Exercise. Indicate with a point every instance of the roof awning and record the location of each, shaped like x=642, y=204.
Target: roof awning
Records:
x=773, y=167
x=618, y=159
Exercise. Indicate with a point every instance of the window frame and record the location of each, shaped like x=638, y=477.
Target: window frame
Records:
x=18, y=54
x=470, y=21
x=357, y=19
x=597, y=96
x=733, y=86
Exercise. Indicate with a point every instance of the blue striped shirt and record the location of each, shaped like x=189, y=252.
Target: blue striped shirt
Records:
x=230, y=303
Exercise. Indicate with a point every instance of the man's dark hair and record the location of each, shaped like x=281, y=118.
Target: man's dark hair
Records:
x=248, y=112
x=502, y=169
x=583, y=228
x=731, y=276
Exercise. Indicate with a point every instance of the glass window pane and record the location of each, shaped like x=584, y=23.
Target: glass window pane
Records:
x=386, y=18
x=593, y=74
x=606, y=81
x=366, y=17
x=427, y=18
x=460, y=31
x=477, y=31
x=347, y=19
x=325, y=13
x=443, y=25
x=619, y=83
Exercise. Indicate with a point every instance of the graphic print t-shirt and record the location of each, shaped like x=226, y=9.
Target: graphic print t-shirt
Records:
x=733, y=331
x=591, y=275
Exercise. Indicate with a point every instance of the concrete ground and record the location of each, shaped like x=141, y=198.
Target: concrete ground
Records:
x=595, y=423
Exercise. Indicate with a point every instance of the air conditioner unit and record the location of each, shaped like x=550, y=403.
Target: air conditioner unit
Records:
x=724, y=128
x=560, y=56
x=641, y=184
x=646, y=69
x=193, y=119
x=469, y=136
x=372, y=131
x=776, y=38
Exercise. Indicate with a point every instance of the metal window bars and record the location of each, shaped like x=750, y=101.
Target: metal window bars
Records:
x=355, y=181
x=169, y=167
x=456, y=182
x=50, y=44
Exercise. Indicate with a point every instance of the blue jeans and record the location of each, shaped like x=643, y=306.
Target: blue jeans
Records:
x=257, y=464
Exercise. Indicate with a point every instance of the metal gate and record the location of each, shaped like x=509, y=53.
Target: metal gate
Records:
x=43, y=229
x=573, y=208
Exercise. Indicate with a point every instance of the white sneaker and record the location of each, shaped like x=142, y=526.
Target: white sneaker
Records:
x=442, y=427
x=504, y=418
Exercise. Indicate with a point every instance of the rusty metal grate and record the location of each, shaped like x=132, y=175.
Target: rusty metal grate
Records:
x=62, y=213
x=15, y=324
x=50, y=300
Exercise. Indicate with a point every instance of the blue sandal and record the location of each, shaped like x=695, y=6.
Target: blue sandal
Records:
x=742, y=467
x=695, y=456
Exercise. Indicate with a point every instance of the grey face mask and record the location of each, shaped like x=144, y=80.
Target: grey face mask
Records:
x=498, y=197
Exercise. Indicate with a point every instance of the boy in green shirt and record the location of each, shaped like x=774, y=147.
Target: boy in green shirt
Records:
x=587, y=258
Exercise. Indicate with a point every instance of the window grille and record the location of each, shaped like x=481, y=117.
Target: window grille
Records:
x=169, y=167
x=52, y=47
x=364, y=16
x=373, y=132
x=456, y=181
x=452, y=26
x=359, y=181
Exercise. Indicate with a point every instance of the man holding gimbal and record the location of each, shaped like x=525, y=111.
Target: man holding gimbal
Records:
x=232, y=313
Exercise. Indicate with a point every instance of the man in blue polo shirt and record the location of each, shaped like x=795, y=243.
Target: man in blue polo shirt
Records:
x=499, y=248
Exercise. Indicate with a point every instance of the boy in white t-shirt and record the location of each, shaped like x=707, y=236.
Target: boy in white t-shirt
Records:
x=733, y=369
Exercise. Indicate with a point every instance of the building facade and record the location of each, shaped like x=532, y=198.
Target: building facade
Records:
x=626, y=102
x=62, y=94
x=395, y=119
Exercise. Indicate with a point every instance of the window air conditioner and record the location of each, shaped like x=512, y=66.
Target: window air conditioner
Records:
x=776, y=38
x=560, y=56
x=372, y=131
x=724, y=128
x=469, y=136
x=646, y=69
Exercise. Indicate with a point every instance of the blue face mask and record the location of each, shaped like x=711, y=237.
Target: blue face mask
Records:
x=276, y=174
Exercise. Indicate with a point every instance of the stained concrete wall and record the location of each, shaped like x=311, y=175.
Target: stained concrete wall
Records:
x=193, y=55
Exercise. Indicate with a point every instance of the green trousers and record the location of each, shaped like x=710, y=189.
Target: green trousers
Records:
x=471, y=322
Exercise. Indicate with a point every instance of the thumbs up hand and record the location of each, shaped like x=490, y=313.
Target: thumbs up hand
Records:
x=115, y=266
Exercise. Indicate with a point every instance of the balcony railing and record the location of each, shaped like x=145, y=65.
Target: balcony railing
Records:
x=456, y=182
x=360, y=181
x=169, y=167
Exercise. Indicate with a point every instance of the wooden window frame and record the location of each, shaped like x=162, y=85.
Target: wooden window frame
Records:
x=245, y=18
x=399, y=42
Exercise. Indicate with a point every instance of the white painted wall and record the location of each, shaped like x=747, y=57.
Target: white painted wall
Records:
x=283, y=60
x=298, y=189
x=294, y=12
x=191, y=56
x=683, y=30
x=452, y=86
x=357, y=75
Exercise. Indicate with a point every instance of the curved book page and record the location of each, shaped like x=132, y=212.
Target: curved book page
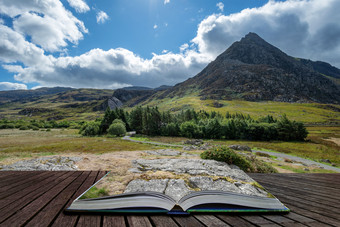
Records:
x=177, y=186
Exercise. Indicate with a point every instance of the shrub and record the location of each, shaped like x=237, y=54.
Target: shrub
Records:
x=190, y=129
x=229, y=156
x=247, y=164
x=24, y=127
x=118, y=121
x=117, y=129
x=35, y=128
x=90, y=129
x=259, y=166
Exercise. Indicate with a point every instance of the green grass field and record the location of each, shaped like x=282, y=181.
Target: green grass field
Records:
x=23, y=144
x=309, y=113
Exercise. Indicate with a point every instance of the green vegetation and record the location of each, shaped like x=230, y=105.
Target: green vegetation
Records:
x=95, y=192
x=117, y=129
x=17, y=143
x=247, y=164
x=192, y=124
x=304, y=112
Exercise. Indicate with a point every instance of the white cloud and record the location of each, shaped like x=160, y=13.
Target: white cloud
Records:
x=220, y=6
x=79, y=5
x=14, y=48
x=5, y=86
x=184, y=47
x=115, y=67
x=47, y=22
x=102, y=17
x=301, y=28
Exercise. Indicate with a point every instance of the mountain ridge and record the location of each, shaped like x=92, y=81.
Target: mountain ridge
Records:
x=254, y=70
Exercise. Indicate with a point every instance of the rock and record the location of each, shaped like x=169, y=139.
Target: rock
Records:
x=177, y=188
x=240, y=147
x=192, y=167
x=114, y=103
x=249, y=189
x=207, y=183
x=55, y=163
x=164, y=152
x=195, y=142
x=147, y=185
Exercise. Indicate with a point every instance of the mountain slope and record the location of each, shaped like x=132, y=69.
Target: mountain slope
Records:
x=254, y=70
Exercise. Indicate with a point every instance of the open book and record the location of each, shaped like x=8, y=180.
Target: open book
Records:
x=180, y=193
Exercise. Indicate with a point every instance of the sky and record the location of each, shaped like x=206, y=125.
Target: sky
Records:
x=118, y=43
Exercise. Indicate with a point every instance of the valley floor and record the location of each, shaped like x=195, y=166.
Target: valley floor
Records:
x=97, y=152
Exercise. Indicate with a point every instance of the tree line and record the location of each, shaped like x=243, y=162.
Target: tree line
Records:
x=195, y=124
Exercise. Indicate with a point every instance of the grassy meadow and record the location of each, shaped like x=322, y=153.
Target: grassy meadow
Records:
x=16, y=144
x=309, y=113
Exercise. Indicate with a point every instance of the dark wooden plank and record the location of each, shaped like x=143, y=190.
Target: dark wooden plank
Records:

Work instructions:
Convert every line of the items above into a Markdown table with the columns Row and Text, numbering the rows and omitting blank lines. Leave the pictures out of your answer.

Complete output:
| Row | Text |
|---|---|
| 1 | Exercise. Indicate with a point every instance of the roof awning and record the location of each, shaped like x=642, y=204. |
| 2 | Target: roof awning |
| 3 | Records: |
| 4 | x=773, y=167 |
| 5 | x=618, y=159 |
| 6 | Exercise. Indicate with a point every instance of the window frame and record the location of each, shaped like x=638, y=477. |
| 7 | Target: window frame |
| 8 | Records: |
| 9 | x=18, y=54 |
| 10 | x=470, y=21 |
| 11 | x=357, y=19 |
| 12 | x=597, y=96 |
| 13 | x=733, y=86 |
| 14 | Exercise. Indicate with a point every instance of the blue striped shirt and record the location of each, shaped like x=189, y=252. |
| 15 | Target: blue striped shirt |
| 16 | Records: |
| 17 | x=230, y=303 |
| 18 | Exercise. Indicate with a point every instance of the man's dark hair and record the location of each, shaped like x=281, y=118. |
| 19 | Target: man's dark hair |
| 20 | Records: |
| 21 | x=248, y=112 |
| 22 | x=502, y=169 |
| 23 | x=583, y=228 |
| 24 | x=731, y=276 |
| 25 | Exercise. Indicate with a point every instance of the glass window pane and record the location of each, shaped like x=584, y=23. |
| 26 | Target: glass window pane |
| 27 | Records: |
| 28 | x=386, y=18 |
| 29 | x=593, y=74 |
| 30 | x=606, y=81 |
| 31 | x=366, y=17 |
| 32 | x=427, y=18 |
| 33 | x=460, y=31 |
| 34 | x=477, y=31 |
| 35 | x=347, y=19 |
| 36 | x=325, y=13 |
| 37 | x=443, y=25 |
| 38 | x=619, y=83 |
| 39 | Exercise. Indicate with a point every instance of the graphic print t-shirt and record the location of each, shaped like x=226, y=9. |
| 40 | Target: graphic print t-shirt |
| 41 | Records: |
| 42 | x=733, y=331 |
| 43 | x=591, y=275 |
| 44 | Exercise. Indicate with a point every instance of the concrete ground and record the location of each, shaped like x=141, y=198. |
| 45 | Target: concrete ground |
| 46 | Records: |
| 47 | x=595, y=423 |
| 48 | Exercise. Indicate with a point every instance of the air conditioner unit and record the location of each, shaped like x=550, y=403. |
| 49 | Target: air conditioner unit |
| 50 | Records: |
| 51 | x=724, y=128 |
| 52 | x=560, y=56 |
| 53 | x=641, y=184 |
| 54 | x=646, y=69 |
| 55 | x=193, y=119 |
| 56 | x=469, y=136 |
| 57 | x=372, y=131 |
| 58 | x=776, y=38 |
| 59 | Exercise. Indicate with a point every instance of the metal window bars and record the location of each, shaped like x=750, y=101. |
| 60 | Target: metal window bars |
| 61 | Records: |
| 62 | x=355, y=181 |
| 63 | x=169, y=167 |
| 64 | x=456, y=182 |
| 65 | x=50, y=44 |
| 66 | Exercise. Indicate with a point every instance of the blue jeans and record the location of each, shaped like x=643, y=306. |
| 67 | Target: blue jeans |
| 68 | Records: |
| 69 | x=257, y=464 |
| 70 | Exercise. Indicate with a point every instance of the metal gate and record the location of each, shaped like x=509, y=53. |
| 71 | Target: metal gate |
| 72 | Records: |
| 73 | x=43, y=229 |
| 74 | x=573, y=208 |
| 75 | Exercise. Indicate with a point every instance of the white sneaker and record the location of each, shaped like x=142, y=526. |
| 76 | Target: white sneaker |
| 77 | Records: |
| 78 | x=442, y=427 |
| 79 | x=504, y=418 |
| 80 | Exercise. Indicate with a point every instance of the rusty metal grate and record the location of each, shaped like x=132, y=175. |
| 81 | Target: rusty metal grate |
| 82 | Records: |
| 83 | x=62, y=213 |
| 84 | x=15, y=324 |
| 85 | x=50, y=300 |
| 86 | Exercise. Indicate with a point every instance of the blue sandal and record the location of each, shaped like x=695, y=6. |
| 87 | Target: blue sandal |
| 88 | Records: |
| 89 | x=742, y=467 |
| 90 | x=695, y=456 |
| 91 | Exercise. Indicate with a point every instance of the grey face mask and record the location of each, shaped like x=144, y=80. |
| 92 | Target: grey face mask |
| 93 | Records: |
| 94 | x=498, y=197 |
| 95 | Exercise. Indicate with a point every instance of the boy in green shirt and record the location of each, shaped like x=774, y=147. |
| 96 | Target: boy in green shirt |
| 97 | Records: |
| 98 | x=587, y=258 |
| 99 | Exercise. Indicate with a point every instance of the window grille and record the location of each, shaped like x=481, y=117. |
| 100 | Target: window grille |
| 101 | Records: |
| 102 | x=169, y=167 |
| 103 | x=52, y=47 |
| 104 | x=364, y=16 |
| 105 | x=373, y=132 |
| 106 | x=456, y=181 |
| 107 | x=452, y=26 |
| 108 | x=359, y=181 |
| 109 | Exercise. Indicate with a point every instance of the man holding gimbal and record the location of each, shaped like x=525, y=111. |
| 110 | Target: man holding gimbal |
| 111 | Records: |
| 112 | x=232, y=313 |
| 113 | Exercise. Indicate with a point every instance of the man in blue polo shirt and record the location of each, shaped like x=795, y=243. |
| 114 | Target: man in blue polo shirt |
| 115 | Records: |
| 116 | x=499, y=248 |
| 117 | Exercise. Indicate with a point every instance of the boy in white t-shirt and record the location of each, shaped like x=707, y=236. |
| 118 | Target: boy in white t-shirt |
| 119 | Records: |
| 120 | x=733, y=369 |
| 121 | Exercise. Indicate with a point every instance of the building facade and record the location of each, shaped like x=532, y=198. |
| 122 | Target: building facade |
| 123 | Records: |
| 124 | x=626, y=102 |
| 125 | x=62, y=94 |
| 126 | x=395, y=119 |
| 127 | Exercise. Indicate with a point every instance of the window air conditioner and record the location of each, shaped like x=512, y=66. |
| 128 | Target: window air conditioner |
| 129 | Records: |
| 130 | x=776, y=38 |
| 131 | x=560, y=56 |
| 132 | x=372, y=131 |
| 133 | x=724, y=128 |
| 134 | x=469, y=136 |
| 135 | x=646, y=69 |
| 136 | Exercise. Indicate with a point every instance of the blue face mask and record the location of each, shaped like x=711, y=237. |
| 137 | Target: blue face mask |
| 138 | Records: |
| 139 | x=276, y=174 |
| 140 | Exercise. Indicate with a point every instance of the stained concrete wall and record the location of each, shaped like x=311, y=175. |
| 141 | Target: stained concrete wall |
| 142 | Records: |
| 143 | x=193, y=55 |
| 144 | Exercise. Indicate with a point every instance of the green trousers and record the location of each, shaped like x=710, y=189. |
| 145 | Target: green trousers |
| 146 | Records: |
| 147 | x=471, y=322 |
| 148 | Exercise. Indicate with a point every instance of the thumbs up hand and record the location of each, shaped like x=490, y=313. |
| 149 | Target: thumbs up hand |
| 150 | Records: |
| 151 | x=115, y=266 |
| 152 | Exercise. Indicate with a point every instance of the balcony railing and record the location of each, shaped like x=145, y=65. |
| 153 | Target: balcony railing |
| 154 | Records: |
| 155 | x=456, y=182 |
| 156 | x=360, y=181 |
| 157 | x=169, y=167 |
| 158 | Exercise. Indicate with a point every instance of the wooden window frame and record the location of each, shaped like x=162, y=85. |
| 159 | Target: wooden window frame |
| 160 | Records: |
| 161 | x=245, y=18 |
| 162 | x=399, y=42 |
| 163 | Exercise. Indicate with a point every instance of the white painted wall and record the location of each, shaped like x=747, y=57. |
| 164 | Target: white painted wall |
| 165 | Records: |
| 166 | x=283, y=60 |
| 167 | x=298, y=189 |
| 168 | x=294, y=12 |
| 169 | x=191, y=56 |
| 170 | x=683, y=30 |
| 171 | x=452, y=86 |
| 172 | x=357, y=75 |
| 173 | Exercise. Indicate with a point every instance of the curved book page and record the location of each, shaped like x=132, y=212. |
| 174 | Target: curved book page |
| 175 | Records: |
| 176 | x=177, y=186 |
| 177 | Exercise. Indicate with a point every instance of the shrub and record the location of each, shaped like x=237, y=54. |
| 178 | Target: shrub |
| 179 | Records: |
| 180 | x=190, y=129 |
| 181 | x=229, y=156 |
| 182 | x=247, y=164 |
| 183 | x=24, y=127 |
| 184 | x=118, y=121 |
| 185 | x=117, y=129 |
| 186 | x=35, y=128 |
| 187 | x=90, y=129 |
| 188 | x=259, y=166 |
| 189 | Exercise. Indicate with a point every instance of the green grass field and record the location of each, shaped like x=282, y=181. |
| 190 | Target: green grass field |
| 191 | Records: |
| 192 | x=23, y=144 |
| 193 | x=309, y=113 |
| 194 | Exercise. Indicate with a point every instance of the green vegetation and record the location of each, shaped like x=230, y=105. |
| 195 | Target: green vegetation |
| 196 | Records: |
| 197 | x=95, y=192 |
| 198 | x=117, y=129 |
| 199 | x=17, y=143 |
| 200 | x=247, y=164 |
| 201 | x=192, y=124 |
| 202 | x=304, y=112 |
| 203 | Exercise. Indicate with a point every instance of the white cloud and record the location of each, shaped like x=160, y=13. |
| 204 | Target: white cloud |
| 205 | Records: |
| 206 | x=220, y=6 |
| 207 | x=79, y=5 |
| 208 | x=14, y=48 |
| 209 | x=5, y=86 |
| 210 | x=184, y=47 |
| 211 | x=115, y=67 |
| 212 | x=47, y=22 |
| 213 | x=102, y=17 |
| 214 | x=301, y=28 |
| 215 | Exercise. Indicate with a point every instance of the mountain ridge and record the location of each, shaped like x=92, y=81. |
| 216 | Target: mountain ridge |
| 217 | Records: |
| 218 | x=254, y=70 |
| 219 | Exercise. Indicate with a point every instance of the rock and record the location of each, shaped like x=169, y=139. |
| 220 | Target: rock |
| 221 | Records: |
| 222 | x=177, y=188 |
| 223 | x=240, y=147 |
| 224 | x=192, y=167 |
| 225 | x=114, y=103 |
| 226 | x=249, y=189 |
| 227 | x=207, y=183 |
| 228 | x=55, y=163 |
| 229 | x=164, y=152 |
| 230 | x=195, y=142 |
| 231 | x=147, y=185 |
| 232 | Exercise. Indicate with a point every instance of the mountain slope and record the location of each, shaped like x=132, y=69. |
| 233 | Target: mountain slope |
| 234 | Records: |
| 235 | x=254, y=70 |
| 236 | Exercise. Indicate with a point every instance of the open book and record the location of each, shaped like x=8, y=180. |
| 237 | Target: open book |
| 238 | Records: |
| 239 | x=180, y=193 |
| 240 | Exercise. Indicate with a point every instance of the sky and record the location of each, shaped like x=206, y=125. |
| 241 | Target: sky |
| 242 | Records: |
| 243 | x=118, y=43 |
| 244 | Exercise. Indicate with a point every instance of the valley floor and record the location of each, shaped like x=195, y=166. |
| 245 | Target: valley floor |
| 246 | Records: |
| 247 | x=97, y=152 |
| 248 | Exercise. Indicate with a point every instance of the tree line and record the location of each, shaped like x=243, y=162. |
| 249 | Target: tree line |
| 250 | Records: |
| 251 | x=195, y=124 |
| 252 | Exercise. Indicate with a point every instance of the grassy meadow and record the location of each, shaped like x=322, y=153. |
| 253 | Target: grassy meadow |
| 254 | Records: |
| 255 | x=16, y=144 |
| 256 | x=309, y=113 |
| 257 | Exercise. Indicate with a point every instance of the dark wooden plank and record the location of each, shaped like x=143, y=190. |
| 258 | Target: dark wooden plank |
| 259 | Records: |